■ Material for this task
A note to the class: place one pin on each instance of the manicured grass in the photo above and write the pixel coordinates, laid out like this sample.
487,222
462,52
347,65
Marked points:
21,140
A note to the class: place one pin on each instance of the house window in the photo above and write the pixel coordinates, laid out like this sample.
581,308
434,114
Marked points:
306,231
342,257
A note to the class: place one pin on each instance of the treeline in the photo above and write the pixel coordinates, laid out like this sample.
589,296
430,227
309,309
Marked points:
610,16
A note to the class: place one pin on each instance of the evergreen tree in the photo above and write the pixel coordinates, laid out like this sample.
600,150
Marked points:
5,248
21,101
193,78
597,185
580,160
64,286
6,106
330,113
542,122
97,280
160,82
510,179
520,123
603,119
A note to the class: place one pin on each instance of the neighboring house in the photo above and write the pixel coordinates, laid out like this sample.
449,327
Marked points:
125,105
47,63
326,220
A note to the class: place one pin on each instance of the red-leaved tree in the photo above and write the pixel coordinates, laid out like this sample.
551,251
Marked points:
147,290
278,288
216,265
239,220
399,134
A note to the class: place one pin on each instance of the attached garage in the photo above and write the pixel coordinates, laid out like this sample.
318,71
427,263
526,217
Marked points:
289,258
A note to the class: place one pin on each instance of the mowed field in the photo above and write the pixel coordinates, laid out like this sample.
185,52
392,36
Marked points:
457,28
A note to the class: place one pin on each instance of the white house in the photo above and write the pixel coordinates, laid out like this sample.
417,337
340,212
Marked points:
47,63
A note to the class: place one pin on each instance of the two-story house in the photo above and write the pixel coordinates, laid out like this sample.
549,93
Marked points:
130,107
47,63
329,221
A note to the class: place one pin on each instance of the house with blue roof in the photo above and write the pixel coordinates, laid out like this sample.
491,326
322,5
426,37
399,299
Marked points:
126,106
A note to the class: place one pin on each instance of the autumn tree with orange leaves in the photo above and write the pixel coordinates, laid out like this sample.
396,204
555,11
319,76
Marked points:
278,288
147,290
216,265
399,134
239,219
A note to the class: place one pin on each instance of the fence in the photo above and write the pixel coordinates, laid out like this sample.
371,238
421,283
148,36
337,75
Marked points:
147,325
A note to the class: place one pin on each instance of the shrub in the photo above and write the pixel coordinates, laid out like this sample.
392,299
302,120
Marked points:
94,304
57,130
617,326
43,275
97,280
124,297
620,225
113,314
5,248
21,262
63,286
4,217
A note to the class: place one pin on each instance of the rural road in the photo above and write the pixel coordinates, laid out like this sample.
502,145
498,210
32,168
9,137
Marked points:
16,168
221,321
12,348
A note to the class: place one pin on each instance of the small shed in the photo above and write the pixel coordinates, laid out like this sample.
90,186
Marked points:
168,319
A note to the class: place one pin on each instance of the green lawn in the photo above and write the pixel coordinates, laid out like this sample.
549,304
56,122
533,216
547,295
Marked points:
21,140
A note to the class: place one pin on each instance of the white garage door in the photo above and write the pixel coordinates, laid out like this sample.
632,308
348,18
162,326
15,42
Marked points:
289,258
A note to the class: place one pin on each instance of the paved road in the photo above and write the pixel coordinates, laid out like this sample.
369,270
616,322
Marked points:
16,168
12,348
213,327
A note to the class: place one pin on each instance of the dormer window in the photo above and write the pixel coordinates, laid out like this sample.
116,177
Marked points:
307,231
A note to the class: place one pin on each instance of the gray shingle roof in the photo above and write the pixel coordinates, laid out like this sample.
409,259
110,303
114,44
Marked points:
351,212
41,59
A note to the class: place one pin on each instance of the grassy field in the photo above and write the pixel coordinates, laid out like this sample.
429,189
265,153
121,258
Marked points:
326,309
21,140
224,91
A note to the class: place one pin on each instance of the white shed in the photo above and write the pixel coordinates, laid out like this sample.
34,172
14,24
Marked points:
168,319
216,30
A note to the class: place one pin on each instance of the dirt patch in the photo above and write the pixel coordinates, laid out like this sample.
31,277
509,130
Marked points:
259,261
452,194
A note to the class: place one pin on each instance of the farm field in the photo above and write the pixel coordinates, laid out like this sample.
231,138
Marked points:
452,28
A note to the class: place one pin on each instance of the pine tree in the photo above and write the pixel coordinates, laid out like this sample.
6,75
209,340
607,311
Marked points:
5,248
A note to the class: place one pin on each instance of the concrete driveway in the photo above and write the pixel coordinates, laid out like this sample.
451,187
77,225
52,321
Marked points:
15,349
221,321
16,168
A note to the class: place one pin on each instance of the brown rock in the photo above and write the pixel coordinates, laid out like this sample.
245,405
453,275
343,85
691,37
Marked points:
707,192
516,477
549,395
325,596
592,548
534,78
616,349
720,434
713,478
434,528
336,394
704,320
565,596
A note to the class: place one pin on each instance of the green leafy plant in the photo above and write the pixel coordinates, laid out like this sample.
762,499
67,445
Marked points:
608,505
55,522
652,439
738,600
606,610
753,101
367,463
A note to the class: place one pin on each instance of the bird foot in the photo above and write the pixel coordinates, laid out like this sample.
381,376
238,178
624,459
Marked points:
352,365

■ Problem statement
Take the line that contains "of the concrete" and each line after it through the end of the records, and repeat them all exactly. Nothing else.

■ Task result
A note to the class: place one pin on each instance of the concrete driveway in the photo above and write the pixel coordinates, laid out like this sample.
451,187
77,225
52,321
Marked points:
15,349
221,321
16,168
A note to the class: place one pin on each instance of the brown rock in the photo above and write the pixel coordinates, laid out like this sample.
245,405
453,275
343,85
691,37
Marked points:
707,192
516,477
549,395
325,596
592,548
534,78
616,349
720,434
713,478
434,528
336,394
704,320
565,596
A note to the class: place one pin on each instance of the green leafy plant in the photo above and write the pixel coordinates, laid out like this sample.
762,499
67,445
Marked points:
608,505
55,522
652,439
738,600
606,610
753,101
367,463
A note to the class: place one pin on each instance of the bird foot in the photo above and write the pixel coordinates, laid out like this sample.
381,376
238,178
624,459
Marked points:
352,365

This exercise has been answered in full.